** Opening Data excerpts block **
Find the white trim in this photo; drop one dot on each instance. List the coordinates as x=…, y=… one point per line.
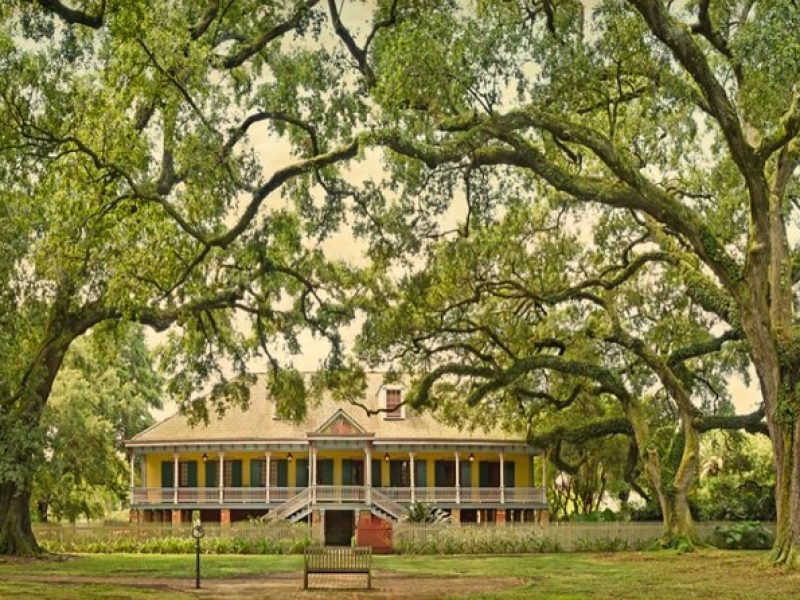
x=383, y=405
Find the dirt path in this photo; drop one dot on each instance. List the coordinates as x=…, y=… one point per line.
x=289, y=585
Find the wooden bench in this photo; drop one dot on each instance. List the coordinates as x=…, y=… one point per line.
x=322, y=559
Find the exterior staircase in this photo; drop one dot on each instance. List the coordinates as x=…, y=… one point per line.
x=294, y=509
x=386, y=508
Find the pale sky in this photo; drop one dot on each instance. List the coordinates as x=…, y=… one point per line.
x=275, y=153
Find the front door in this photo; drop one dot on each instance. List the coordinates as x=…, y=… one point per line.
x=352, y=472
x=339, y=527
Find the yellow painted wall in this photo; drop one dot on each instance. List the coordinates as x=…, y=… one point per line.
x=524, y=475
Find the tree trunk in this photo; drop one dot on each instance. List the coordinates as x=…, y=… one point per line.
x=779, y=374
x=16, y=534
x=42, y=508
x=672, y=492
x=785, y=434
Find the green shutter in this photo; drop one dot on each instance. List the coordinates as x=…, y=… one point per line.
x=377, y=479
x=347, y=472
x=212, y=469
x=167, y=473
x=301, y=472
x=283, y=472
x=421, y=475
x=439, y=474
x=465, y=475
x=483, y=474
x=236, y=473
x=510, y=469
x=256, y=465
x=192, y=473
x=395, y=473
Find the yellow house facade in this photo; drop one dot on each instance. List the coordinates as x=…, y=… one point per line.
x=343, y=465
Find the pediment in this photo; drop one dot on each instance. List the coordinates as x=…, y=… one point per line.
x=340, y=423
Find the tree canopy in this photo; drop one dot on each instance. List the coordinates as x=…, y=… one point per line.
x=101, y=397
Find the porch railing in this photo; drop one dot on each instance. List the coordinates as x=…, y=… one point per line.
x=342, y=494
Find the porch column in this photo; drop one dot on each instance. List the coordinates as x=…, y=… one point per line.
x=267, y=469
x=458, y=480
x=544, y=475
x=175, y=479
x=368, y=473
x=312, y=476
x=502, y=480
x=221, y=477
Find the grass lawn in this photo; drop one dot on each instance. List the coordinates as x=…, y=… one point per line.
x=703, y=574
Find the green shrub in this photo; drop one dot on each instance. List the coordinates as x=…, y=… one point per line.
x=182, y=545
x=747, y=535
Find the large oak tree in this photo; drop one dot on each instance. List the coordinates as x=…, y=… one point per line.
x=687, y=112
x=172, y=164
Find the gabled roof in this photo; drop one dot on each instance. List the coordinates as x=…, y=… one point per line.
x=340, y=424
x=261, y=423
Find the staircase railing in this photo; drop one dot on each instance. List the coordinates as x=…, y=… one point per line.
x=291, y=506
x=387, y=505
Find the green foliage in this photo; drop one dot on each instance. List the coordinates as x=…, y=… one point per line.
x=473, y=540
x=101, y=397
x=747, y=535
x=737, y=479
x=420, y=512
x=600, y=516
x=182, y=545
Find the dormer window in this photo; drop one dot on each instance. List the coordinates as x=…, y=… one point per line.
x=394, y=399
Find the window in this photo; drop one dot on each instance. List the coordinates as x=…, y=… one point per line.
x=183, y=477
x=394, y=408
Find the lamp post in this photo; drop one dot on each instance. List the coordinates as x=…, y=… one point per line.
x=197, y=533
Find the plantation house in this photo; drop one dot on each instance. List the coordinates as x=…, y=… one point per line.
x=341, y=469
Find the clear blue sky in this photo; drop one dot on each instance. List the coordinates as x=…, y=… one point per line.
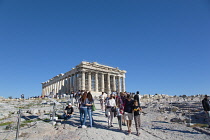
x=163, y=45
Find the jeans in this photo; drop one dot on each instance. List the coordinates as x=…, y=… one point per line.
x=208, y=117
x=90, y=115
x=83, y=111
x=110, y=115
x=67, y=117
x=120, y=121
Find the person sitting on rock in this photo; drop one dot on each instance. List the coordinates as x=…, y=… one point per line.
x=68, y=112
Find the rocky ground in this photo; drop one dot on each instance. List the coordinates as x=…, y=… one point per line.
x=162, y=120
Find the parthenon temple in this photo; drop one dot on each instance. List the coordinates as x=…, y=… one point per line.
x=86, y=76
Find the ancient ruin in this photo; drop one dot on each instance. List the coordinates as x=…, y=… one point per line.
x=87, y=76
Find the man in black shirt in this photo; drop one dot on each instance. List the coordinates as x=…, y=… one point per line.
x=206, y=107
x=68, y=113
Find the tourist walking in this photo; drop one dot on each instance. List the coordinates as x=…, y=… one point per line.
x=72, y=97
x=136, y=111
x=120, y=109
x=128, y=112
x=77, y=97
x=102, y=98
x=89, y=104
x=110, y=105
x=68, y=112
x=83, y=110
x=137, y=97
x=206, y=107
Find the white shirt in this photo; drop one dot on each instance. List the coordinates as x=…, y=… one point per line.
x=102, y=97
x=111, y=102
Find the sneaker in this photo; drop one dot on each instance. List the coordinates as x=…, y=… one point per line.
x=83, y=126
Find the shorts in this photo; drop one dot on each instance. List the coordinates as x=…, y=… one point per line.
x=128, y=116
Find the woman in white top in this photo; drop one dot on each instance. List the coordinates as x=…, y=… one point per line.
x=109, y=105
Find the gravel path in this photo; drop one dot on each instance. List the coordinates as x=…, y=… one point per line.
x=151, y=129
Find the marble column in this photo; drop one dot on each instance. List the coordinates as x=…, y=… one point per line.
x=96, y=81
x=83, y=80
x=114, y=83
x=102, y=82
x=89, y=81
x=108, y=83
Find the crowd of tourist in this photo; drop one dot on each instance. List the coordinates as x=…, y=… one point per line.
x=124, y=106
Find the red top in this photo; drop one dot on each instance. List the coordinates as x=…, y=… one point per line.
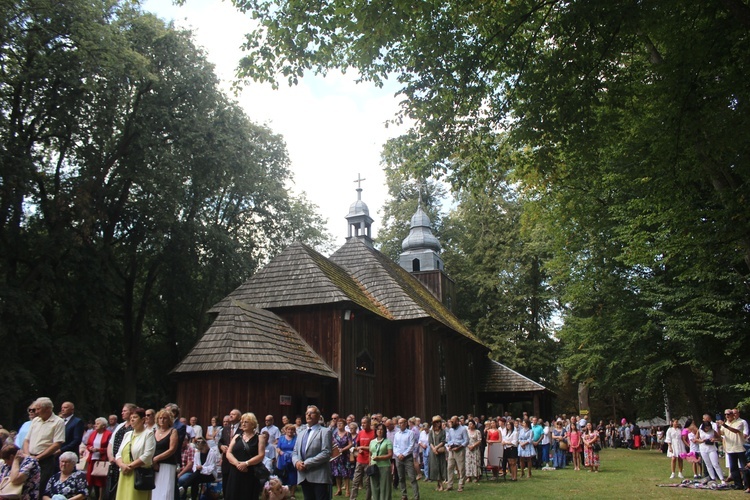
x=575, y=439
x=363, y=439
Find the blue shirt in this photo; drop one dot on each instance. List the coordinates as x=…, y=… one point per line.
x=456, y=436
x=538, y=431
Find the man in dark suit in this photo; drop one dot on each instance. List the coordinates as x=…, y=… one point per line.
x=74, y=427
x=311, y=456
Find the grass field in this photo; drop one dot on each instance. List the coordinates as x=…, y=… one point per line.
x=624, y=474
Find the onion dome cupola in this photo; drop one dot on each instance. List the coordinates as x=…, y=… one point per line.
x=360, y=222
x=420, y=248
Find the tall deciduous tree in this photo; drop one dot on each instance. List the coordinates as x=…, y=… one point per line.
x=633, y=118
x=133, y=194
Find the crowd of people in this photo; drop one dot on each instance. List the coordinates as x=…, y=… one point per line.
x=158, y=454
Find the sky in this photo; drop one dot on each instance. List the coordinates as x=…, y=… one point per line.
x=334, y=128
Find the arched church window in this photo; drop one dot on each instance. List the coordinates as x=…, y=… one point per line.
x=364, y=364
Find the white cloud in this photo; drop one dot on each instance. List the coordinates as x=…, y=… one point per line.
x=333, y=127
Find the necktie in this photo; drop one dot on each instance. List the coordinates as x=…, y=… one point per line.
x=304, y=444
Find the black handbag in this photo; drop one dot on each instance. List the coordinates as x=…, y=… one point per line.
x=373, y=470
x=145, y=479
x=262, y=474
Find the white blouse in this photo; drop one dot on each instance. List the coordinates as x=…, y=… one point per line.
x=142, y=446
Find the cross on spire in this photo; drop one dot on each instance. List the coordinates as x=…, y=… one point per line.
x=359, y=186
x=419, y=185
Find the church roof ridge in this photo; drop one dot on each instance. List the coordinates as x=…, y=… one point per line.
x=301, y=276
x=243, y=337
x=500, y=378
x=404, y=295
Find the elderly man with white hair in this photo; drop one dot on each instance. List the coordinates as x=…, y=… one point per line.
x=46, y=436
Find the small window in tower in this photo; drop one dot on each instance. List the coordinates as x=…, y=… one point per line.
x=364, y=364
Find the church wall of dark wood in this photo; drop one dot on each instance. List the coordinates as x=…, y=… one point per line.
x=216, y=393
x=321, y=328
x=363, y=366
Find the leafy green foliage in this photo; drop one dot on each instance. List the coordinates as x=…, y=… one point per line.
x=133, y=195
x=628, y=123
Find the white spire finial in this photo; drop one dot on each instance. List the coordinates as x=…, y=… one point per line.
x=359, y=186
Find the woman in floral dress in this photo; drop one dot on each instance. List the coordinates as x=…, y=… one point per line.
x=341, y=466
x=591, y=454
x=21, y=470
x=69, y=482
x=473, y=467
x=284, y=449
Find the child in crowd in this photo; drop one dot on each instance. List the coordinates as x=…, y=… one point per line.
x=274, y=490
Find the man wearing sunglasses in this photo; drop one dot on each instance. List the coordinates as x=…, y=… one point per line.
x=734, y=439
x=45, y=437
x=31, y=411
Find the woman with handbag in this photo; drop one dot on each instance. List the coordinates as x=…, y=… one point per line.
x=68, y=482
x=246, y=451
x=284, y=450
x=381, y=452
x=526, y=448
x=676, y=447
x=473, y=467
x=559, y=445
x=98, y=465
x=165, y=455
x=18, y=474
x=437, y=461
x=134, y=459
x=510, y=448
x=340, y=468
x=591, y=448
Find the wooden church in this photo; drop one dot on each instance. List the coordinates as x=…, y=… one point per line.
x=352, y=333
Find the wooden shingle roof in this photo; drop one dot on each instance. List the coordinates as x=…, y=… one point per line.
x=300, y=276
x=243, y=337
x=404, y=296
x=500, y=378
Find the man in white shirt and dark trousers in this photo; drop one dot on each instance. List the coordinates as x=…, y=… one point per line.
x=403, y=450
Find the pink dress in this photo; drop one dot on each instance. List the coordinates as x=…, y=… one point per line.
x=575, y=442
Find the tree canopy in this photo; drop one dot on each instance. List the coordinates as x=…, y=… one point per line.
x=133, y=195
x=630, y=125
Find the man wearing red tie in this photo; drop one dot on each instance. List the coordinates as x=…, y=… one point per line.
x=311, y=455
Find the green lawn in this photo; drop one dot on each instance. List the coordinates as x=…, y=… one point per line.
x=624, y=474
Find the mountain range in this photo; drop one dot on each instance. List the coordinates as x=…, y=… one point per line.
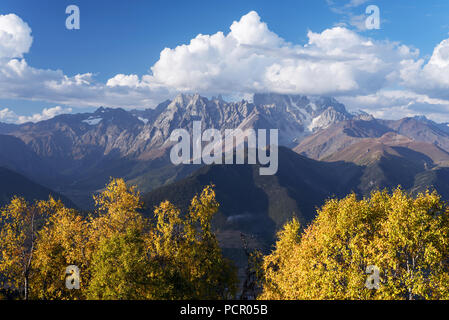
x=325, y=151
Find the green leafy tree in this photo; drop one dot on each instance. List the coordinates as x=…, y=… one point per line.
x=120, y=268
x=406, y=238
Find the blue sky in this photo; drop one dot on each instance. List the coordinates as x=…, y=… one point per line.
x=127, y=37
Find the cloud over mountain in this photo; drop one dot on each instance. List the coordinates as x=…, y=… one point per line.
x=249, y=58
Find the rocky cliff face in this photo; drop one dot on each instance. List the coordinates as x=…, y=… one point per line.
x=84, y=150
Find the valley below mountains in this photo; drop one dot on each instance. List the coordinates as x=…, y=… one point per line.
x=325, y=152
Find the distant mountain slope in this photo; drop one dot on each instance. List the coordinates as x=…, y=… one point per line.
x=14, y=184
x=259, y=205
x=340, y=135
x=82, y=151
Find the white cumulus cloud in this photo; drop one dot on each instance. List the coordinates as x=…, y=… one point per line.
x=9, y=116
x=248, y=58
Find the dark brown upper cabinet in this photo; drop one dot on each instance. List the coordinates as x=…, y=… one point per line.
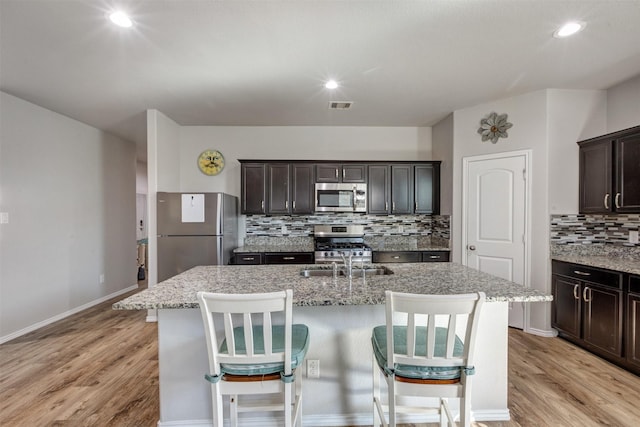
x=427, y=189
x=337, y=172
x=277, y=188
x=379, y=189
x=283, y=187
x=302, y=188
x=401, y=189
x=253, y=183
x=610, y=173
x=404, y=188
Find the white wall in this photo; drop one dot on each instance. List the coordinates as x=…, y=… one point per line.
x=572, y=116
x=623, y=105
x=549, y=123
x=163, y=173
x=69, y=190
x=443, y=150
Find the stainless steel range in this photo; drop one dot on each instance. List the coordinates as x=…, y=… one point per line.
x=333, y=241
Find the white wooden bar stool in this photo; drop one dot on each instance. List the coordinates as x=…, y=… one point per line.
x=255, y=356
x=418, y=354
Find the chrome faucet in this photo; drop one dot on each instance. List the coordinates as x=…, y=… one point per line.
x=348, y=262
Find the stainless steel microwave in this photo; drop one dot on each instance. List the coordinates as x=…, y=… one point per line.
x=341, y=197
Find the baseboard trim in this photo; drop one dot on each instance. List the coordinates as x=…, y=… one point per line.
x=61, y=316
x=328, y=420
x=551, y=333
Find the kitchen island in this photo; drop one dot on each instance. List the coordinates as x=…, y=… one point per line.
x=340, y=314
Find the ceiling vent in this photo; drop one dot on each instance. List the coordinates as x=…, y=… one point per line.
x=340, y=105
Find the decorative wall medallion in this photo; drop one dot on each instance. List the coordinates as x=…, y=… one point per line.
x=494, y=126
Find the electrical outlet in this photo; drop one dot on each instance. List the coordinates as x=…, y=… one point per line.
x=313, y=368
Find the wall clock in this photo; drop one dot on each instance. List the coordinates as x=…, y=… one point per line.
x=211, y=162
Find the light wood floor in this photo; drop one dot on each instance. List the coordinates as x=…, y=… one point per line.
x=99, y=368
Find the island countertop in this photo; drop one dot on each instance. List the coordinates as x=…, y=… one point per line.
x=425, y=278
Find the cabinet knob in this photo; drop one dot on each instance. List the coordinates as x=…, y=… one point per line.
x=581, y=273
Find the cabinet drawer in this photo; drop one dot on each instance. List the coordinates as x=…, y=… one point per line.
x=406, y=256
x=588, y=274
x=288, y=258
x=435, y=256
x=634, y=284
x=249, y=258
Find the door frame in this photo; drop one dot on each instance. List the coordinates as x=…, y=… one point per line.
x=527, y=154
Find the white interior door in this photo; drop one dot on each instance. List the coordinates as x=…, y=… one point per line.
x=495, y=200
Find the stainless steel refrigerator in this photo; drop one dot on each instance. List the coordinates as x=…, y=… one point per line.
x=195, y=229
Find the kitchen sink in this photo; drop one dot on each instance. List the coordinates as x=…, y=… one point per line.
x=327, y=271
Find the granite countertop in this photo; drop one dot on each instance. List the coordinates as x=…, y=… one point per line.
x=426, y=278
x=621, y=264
** Closing Data excerpts block **
**What is needed**
Give back exactly the lines from the one that contains "Find the ceiling" to the end of the data above, both of those lines included.

**Written reply**
Find the ceiling vent in this photo; drop one dot on each instance. List the coordinates as x=…, y=… one point per line.
x=340, y=105
Find the decorative wall medallion in this photo; drop one dot on each instance. List the coordinates as x=…, y=… one point per line.
x=494, y=126
Find the electrical outlet in this photo; drop one dot on each instance. List the coordinates as x=…, y=… one point per line.
x=313, y=368
Find the wall clock in this photo; drop one dot on each instance. List the coordinates as x=…, y=… one point per line.
x=211, y=162
Find the light wood floor in this photo; drop one dot on each instance. List the coordinates as x=…, y=… one point per line.
x=99, y=368
Find the island countertop in this photo; drop one dot on each instance. List the coordinates as x=…, y=… one point per line.
x=425, y=278
Find the cabinet knob in this photo; drop one dot on each instance. List the coordinates as x=…, y=… one point per line.
x=581, y=273
Find the cabinet drawer in this photo; drop one dot on each instance. List the coordinates as x=…, y=… one point per line.
x=406, y=256
x=588, y=274
x=288, y=258
x=435, y=256
x=634, y=284
x=249, y=258
Find the door frame in this photo; drop one dot on each instance. List the coordinates as x=…, y=… one point per line.
x=527, y=154
Find the white interior door in this photo; drop one dot on each instance. List the coordinates as x=…, y=… one point per line.
x=495, y=200
Find the stainless steel refrigerator in this photo; drop one dot on each instance. List the coordinates as x=…, y=… one point per line.
x=195, y=229
Find the kitchen sink in this photo; drop one dot on each instance. List the coordinates as x=…, y=… one point per line.
x=327, y=271
Find the granite countertop in this photo; drop one dot on each instance. List the coordinates as x=…, y=… one point per line.
x=426, y=278
x=621, y=264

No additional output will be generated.